Excerpted passage:

==========

Can You Surrender?
Articles Inspirational articles from Hay House authors
Can You Surrender?Give up the fight and forgive.
Surrendering is the perfect recipe for contentment. Why, then, is this task of letting go and moving on so much easier for some than it is for others?
It wasn’t until my third go-round with cancer that I truly understood why I’d attracted it into my life. One day while meditating, I received the vision of a key. I went to my natural doctor to help interpret what this could mean, and we both felt that I was ready to open Pandora’s box, if that’s what it took, in order to find the answers to the recurring cancer in my life.
The following day I went into my special space to do some yoga and look for some more clues. As I was digging through some old CDs to play, I saw one by Caroline Myss called Personal Healing. I remembered going to her workshop with Dr. Wayne Dyer when I had first been diagnosed four years earlier, but I didn’t remember buying this CD at all. I pressed PLAY.
The program began with a dedication to a woman named Penny who had died of breast cancer. I was just about to jump up and turn it off—the last thing I needed to hear was another story about cancer, especially if the person was dead. Yet something wouldn’t let me move off my mat, so I stayed put and listened. I’m so glad I did, since it was by far the most valuable information I received through my healing transformation.
First Caroline spoke of some people’s need to stay sick because, unconsciously, they might be getting something out of it. I saw how I might have been doing this so I could get the love I so desperately wanted from my family. I thought, I won’t do that anymore.
Then she started to talk about the alchemy we do for ourselves. This sounded just like me, the queen of natural doctors, healing, tinctures, herbs, and remedies. My ears perked up when she said, “You can go to the ends of the earth for the most potent form of herb, tincture, or essential oil.” I was anxiously waiting to hear where I needed to go next for the most miraculous potion on the face of the planet, when she said, “It’s forgiveness. The remedy is simple: if you don’t get rid of your bitter heart and forgive, nothing will work.”

==========

Data:
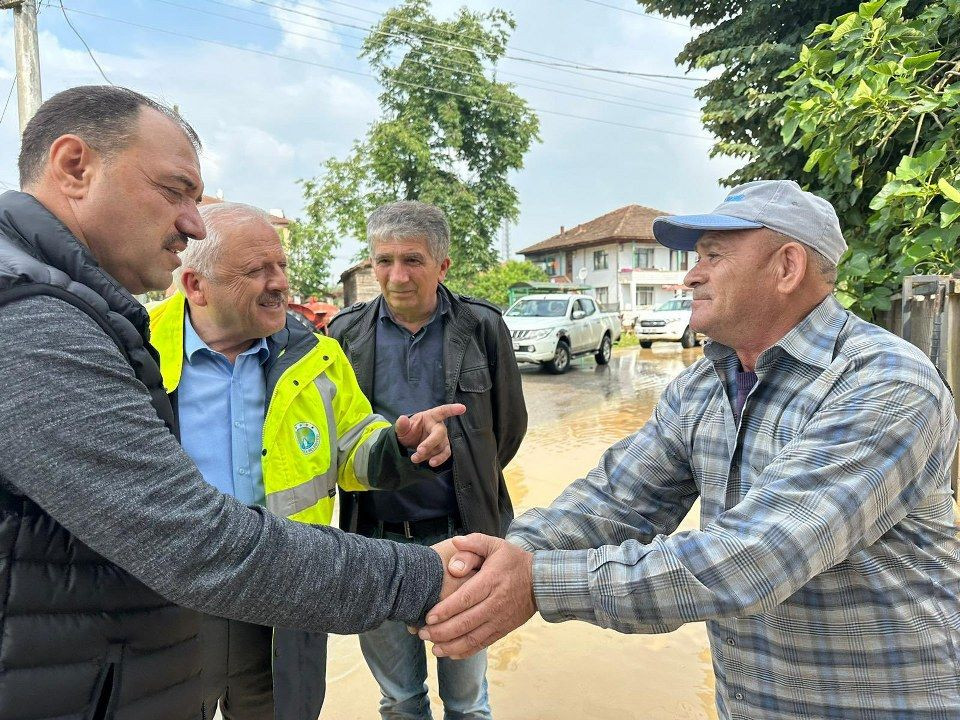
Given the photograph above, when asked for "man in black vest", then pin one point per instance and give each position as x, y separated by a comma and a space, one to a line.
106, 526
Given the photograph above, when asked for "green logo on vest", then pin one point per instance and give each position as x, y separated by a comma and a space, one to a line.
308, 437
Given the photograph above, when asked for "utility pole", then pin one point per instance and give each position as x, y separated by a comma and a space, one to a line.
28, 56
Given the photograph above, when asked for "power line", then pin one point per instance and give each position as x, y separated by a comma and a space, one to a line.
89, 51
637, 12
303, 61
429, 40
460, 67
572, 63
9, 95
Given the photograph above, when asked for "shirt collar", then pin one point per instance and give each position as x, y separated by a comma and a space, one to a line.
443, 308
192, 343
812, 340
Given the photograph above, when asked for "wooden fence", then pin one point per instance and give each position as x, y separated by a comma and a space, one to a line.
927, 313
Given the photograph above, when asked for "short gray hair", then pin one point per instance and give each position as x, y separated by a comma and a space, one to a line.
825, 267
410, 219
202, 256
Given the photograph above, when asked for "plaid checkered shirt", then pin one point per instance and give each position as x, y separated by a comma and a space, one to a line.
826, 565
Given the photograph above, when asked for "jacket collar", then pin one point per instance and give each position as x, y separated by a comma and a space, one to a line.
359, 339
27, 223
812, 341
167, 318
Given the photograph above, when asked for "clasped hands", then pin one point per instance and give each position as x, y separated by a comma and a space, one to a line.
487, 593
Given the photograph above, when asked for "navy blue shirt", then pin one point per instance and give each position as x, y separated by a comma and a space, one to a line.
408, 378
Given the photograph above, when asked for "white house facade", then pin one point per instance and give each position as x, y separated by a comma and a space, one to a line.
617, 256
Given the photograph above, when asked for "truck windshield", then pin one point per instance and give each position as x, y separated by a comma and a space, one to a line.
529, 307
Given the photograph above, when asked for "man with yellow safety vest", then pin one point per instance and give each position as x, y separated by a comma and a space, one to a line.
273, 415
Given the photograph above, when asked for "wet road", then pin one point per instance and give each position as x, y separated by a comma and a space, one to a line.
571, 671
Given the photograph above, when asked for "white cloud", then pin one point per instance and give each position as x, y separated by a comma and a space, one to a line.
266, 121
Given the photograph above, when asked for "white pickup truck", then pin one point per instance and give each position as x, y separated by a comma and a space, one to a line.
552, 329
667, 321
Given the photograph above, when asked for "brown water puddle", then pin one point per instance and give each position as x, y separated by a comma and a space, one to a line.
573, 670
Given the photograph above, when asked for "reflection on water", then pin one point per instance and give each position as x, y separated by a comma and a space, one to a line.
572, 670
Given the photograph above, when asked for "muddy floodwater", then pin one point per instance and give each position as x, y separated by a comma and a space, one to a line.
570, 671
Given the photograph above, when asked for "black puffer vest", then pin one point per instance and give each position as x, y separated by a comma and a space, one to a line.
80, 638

==========

Required work:
**A)** List every person named in the article on surrendering and forgiveness.
**B)** Carry on the article on surrendering and forgiveness from its last sentence.

Answers for each item:
**A)** Caroline Myss, Dr. Wayne Dyer, Penny

**B)**
I immediately stood up and said out loud, “I’ll do it. I will forgive. If that’s what it takes, I can do that. If Caroline says to do it, I will.” I was gung ho and ready to call the person I most needed to forgive: my mother.
Then the voice on the CD warned about the struggle between the ego and the spirit. Isn’t that funny? This is exactly what was happening—my ego was taking out all the old pictures to show my spirit. My ego reminded my spirit, “You know what your mother will say. She will say what she said last time you tried to forgive her: ‘I forgive you too, Dena,’ in that patronizing way of hers. Remember the egotistical and accusatory way she said it? Yep, she will do it again.”
But my spirit did exactly what Caroline said it would. “I don’t care,” it responded. “I must forgive her. My life depends upon it.” I decided to make the call—but before I did, I sent my mother Caroline’s CD, in the hopes that she would listen to it and better understand where I was coming from, and not hurt me as my ego feared she would. No such luck. When I told her, “Mom, I forgive you,” she replied, “I forgive you, too,” just like my ego warned. I now understand that she couldn’t help herself . . . she was in her ego.
After the frustrating call, I went upstairs to my bathroom to blow-dry my hair, and I started to yell at God. “You think it’s funny?!” I screamed. Then, through my tears, I laughed at the hypocrisy of it all. “It’s all so cleverly done,” I heard myself say. “So many twists and turns in dark alleys. I have the worst mother on the planet, I get cancer, and the only way to heal myself is through her. What could You possibly have been thinking when You designed my life’s plan?”
At this point, my husband walked in. He said, “Dena, I think you’re confusing forgiveness with relationship.” It was as if someone had turned on the proverbial lightbulb. All at once, the room went from dark to bright. I got it. God couldn’t have possibly meant that I needed to stay in an unhealthy and dysfunctional relationship. I could forgive my mother and even love her, but not be in a relationship with her. This would take work—the addiction to the dysfunction was strong, and I knew it wasn’t going to be easy for me to break free from this emotional web. Surrendering would be a process, but I was determined to accomplish this surrendering business in this lifetime.